# TASK BRIEF:
Repeat the full listing, word for word.

# RECORDS SHOWN:
━━━━━━

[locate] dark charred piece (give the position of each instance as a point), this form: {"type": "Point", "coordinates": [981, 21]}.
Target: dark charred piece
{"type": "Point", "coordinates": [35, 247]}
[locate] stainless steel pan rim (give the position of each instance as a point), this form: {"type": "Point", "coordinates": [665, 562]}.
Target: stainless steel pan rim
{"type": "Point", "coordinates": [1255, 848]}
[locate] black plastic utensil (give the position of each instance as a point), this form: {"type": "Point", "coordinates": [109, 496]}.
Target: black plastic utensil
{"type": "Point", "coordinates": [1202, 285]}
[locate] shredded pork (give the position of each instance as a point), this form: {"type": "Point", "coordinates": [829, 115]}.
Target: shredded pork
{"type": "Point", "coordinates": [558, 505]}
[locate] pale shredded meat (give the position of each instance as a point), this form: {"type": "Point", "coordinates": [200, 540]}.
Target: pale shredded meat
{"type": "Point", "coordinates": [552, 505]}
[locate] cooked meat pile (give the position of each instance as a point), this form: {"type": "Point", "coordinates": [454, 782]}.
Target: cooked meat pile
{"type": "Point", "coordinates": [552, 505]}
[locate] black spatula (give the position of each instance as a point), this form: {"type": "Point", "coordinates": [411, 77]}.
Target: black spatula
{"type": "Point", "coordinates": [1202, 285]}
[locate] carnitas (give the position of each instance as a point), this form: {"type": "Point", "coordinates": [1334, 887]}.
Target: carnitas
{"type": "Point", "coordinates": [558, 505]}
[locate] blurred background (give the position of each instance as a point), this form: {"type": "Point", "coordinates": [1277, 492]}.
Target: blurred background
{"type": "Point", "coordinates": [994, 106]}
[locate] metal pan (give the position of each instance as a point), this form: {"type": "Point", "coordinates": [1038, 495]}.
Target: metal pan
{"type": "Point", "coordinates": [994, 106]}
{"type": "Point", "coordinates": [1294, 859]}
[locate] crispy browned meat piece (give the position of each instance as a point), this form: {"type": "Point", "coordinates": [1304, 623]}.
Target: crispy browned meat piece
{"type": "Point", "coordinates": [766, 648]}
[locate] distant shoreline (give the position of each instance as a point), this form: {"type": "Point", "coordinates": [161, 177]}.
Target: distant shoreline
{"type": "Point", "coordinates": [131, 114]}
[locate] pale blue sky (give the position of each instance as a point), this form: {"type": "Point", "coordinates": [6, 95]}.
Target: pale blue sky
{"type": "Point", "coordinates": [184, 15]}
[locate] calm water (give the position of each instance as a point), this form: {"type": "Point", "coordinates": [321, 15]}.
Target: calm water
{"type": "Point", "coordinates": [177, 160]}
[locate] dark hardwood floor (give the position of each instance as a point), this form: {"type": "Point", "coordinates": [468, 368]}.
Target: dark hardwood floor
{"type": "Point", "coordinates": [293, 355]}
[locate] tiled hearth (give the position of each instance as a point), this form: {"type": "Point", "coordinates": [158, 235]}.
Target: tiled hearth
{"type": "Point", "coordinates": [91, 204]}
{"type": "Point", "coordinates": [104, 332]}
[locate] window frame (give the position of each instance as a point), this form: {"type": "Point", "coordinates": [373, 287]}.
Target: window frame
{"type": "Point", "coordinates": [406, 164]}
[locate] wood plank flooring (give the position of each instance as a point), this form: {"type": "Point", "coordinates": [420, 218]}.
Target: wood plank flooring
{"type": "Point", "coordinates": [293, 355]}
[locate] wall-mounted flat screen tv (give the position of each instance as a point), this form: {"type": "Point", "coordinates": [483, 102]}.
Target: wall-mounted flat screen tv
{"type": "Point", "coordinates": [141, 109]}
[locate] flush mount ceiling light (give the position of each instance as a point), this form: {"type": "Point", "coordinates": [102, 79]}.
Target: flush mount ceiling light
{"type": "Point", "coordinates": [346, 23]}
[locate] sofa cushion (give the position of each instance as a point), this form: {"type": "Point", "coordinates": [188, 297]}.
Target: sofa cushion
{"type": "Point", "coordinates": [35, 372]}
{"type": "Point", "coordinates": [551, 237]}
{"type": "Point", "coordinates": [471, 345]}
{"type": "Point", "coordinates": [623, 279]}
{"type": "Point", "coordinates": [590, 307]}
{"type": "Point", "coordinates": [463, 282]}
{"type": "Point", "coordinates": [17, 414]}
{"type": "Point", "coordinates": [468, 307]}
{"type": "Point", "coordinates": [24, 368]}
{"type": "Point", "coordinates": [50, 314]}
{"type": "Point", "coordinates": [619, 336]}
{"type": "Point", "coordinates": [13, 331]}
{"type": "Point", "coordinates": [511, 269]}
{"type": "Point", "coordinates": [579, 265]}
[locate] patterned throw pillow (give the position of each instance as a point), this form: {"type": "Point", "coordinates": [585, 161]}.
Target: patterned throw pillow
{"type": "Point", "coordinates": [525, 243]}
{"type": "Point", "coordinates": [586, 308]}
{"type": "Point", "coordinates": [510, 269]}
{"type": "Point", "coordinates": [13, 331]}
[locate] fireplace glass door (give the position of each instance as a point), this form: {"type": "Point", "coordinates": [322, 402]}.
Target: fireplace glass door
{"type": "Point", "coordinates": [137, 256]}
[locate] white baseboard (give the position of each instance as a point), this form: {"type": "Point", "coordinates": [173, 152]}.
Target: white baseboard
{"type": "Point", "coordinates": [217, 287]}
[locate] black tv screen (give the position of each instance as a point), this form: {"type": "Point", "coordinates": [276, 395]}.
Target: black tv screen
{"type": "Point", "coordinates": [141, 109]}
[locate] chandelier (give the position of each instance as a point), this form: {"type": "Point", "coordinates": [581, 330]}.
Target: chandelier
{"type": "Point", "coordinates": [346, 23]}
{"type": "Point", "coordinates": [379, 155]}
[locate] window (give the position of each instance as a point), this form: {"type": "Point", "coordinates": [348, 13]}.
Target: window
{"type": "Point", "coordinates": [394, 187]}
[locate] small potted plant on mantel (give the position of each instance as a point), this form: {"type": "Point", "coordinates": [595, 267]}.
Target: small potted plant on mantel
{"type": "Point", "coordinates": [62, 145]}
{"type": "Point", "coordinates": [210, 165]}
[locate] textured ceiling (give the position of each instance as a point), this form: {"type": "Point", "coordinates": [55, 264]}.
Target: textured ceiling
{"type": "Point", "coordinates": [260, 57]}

━━━━━━

# RESPONSE TO THIS TASK:
[locate] dark charred piece (give the position of each instance as a point), this form: {"type": "Point", "coordinates": [981, 21]}.
Target: dark charred piece
{"type": "Point", "coordinates": [35, 247]}
[locate] stainless steel pan rim (give the position of each instance as a point), this form: {"type": "Point", "coordinates": [665, 562]}.
Target: stainless steel pan rim
{"type": "Point", "coordinates": [1255, 848]}
[locate] black plastic utensil (give the position of each instance as a point), this form: {"type": "Point", "coordinates": [109, 496]}.
Target: black plastic utensil
{"type": "Point", "coordinates": [1202, 285]}
[locate] shredded pork (give the position of each instance as a point), this form: {"type": "Point", "coordinates": [829, 115]}.
Target: shredded pork
{"type": "Point", "coordinates": [558, 505]}
[locate] pale shredded meat (give the position of each instance as a point), this form: {"type": "Point", "coordinates": [200, 540]}.
Target: pale shredded meat
{"type": "Point", "coordinates": [552, 505]}
[locate] cooked meat pile (give the position of each instance as a point), this form: {"type": "Point", "coordinates": [454, 782]}.
Target: cooked meat pile
{"type": "Point", "coordinates": [552, 505]}
[locate] black spatula (give the position of each instance as a point), this form: {"type": "Point", "coordinates": [411, 77]}.
Target: black spatula
{"type": "Point", "coordinates": [1202, 285]}
[locate] carnitas (give the position of each instance as a point), this form: {"type": "Point", "coordinates": [1334, 887]}.
Target: carnitas
{"type": "Point", "coordinates": [558, 505]}
[locate] blurred background (give the position of each instance as a point), this form: {"type": "Point", "coordinates": [1277, 492]}.
Target: blurred background
{"type": "Point", "coordinates": [994, 106]}
[locate] metal pan (give the position of each instance as a point), this form: {"type": "Point", "coordinates": [1038, 495]}.
Target: metal pan
{"type": "Point", "coordinates": [994, 106]}
{"type": "Point", "coordinates": [1294, 859]}
[locate] crispy browned meat piece (give the position of each instance as a point), this form: {"type": "Point", "coordinates": [1304, 623]}.
Target: crispy browned meat piece
{"type": "Point", "coordinates": [766, 648]}
[locate] distant shoreline (give the position of each instance as a point), this form: {"type": "Point", "coordinates": [161, 177]}.
Target: distant shoreline
{"type": "Point", "coordinates": [131, 114]}
[locate] pale blue sky (give the position of each instance as a point), this form: {"type": "Point", "coordinates": [6, 95]}.
Target: pale blue sky
{"type": "Point", "coordinates": [184, 15]}
[locate] calm water (give the position of each instance as a point), this form: {"type": "Point", "coordinates": [321, 15]}.
Target: calm water
{"type": "Point", "coordinates": [177, 160]}
[locate] dark hardwood floor (give the position of each instance as a point), this form: {"type": "Point", "coordinates": [468, 368]}.
Target: dark hardwood floor
{"type": "Point", "coordinates": [293, 355]}
[locate] tiled hearth (give the position of each instance as a point), this form: {"type": "Point", "coordinates": [158, 235]}.
Target: tiled hearth
{"type": "Point", "coordinates": [91, 204]}
{"type": "Point", "coordinates": [104, 332]}
[locate] window frame (give the position of each instance as a point), this form: {"type": "Point", "coordinates": [373, 287]}.
Target: window frame
{"type": "Point", "coordinates": [406, 164]}
[locate] wood plank flooring (give the position of each instance as a point), this form: {"type": "Point", "coordinates": [420, 218]}.
Target: wood plank flooring
{"type": "Point", "coordinates": [293, 355]}
[locate] wall-mounted flat screen tv (give the position of each instance as a point), this form: {"type": "Point", "coordinates": [483, 102]}.
Target: wall-mounted flat screen tv
{"type": "Point", "coordinates": [141, 109]}
[locate] flush mount ceiling light (give the position of each instance as a point), this form: {"type": "Point", "coordinates": [102, 79]}.
Target: flush mount ceiling light
{"type": "Point", "coordinates": [346, 23]}
[locate] sofa cushion (give the position of each instance as a point), this form: {"type": "Point", "coordinates": [188, 297]}.
Target: sofa cushion
{"type": "Point", "coordinates": [35, 372]}
{"type": "Point", "coordinates": [551, 237]}
{"type": "Point", "coordinates": [471, 345]}
{"type": "Point", "coordinates": [623, 279]}
{"type": "Point", "coordinates": [590, 307]}
{"type": "Point", "coordinates": [463, 282]}
{"type": "Point", "coordinates": [17, 414]}
{"type": "Point", "coordinates": [468, 307]}
{"type": "Point", "coordinates": [24, 368]}
{"type": "Point", "coordinates": [50, 314]}
{"type": "Point", "coordinates": [619, 336]}
{"type": "Point", "coordinates": [13, 331]}
{"type": "Point", "coordinates": [511, 269]}
{"type": "Point", "coordinates": [579, 265]}
[locate] patterned throw pillow (give the position of each instance as a point), this form: {"type": "Point", "coordinates": [585, 161]}.
Target: patterned throw pillow
{"type": "Point", "coordinates": [525, 243]}
{"type": "Point", "coordinates": [586, 308]}
{"type": "Point", "coordinates": [510, 269]}
{"type": "Point", "coordinates": [13, 331]}
[locate] fireplace glass door (give the position of each instance as a point), this form: {"type": "Point", "coordinates": [322, 402]}.
Target: fireplace glass door
{"type": "Point", "coordinates": [137, 256]}
[locate] white baseboard (give the position of each instance as a point), this form: {"type": "Point", "coordinates": [173, 152]}.
Target: white baseboard
{"type": "Point", "coordinates": [217, 287]}
[locate] black tv screen (give the position of each instance as a point), this form: {"type": "Point", "coordinates": [276, 395]}.
Target: black tv screen
{"type": "Point", "coordinates": [141, 109]}
[locate] chandelier (give the position of each instance as a point), this form: {"type": "Point", "coordinates": [581, 330]}.
Target: chandelier
{"type": "Point", "coordinates": [346, 23]}
{"type": "Point", "coordinates": [379, 155]}
[locate] window (give the position of each instance as a point), this form: {"type": "Point", "coordinates": [348, 13]}.
Target: window
{"type": "Point", "coordinates": [394, 187]}
[locate] small potted plant on mantel (give the position of each instance as a point), this form: {"type": "Point", "coordinates": [595, 267]}.
Target: small potted plant on mantel
{"type": "Point", "coordinates": [62, 145]}
{"type": "Point", "coordinates": [210, 165]}
[locate] textured ceiling (give the position of each instance as a point), this form: {"type": "Point", "coordinates": [55, 264]}.
Target: textured ceiling
{"type": "Point", "coordinates": [260, 57]}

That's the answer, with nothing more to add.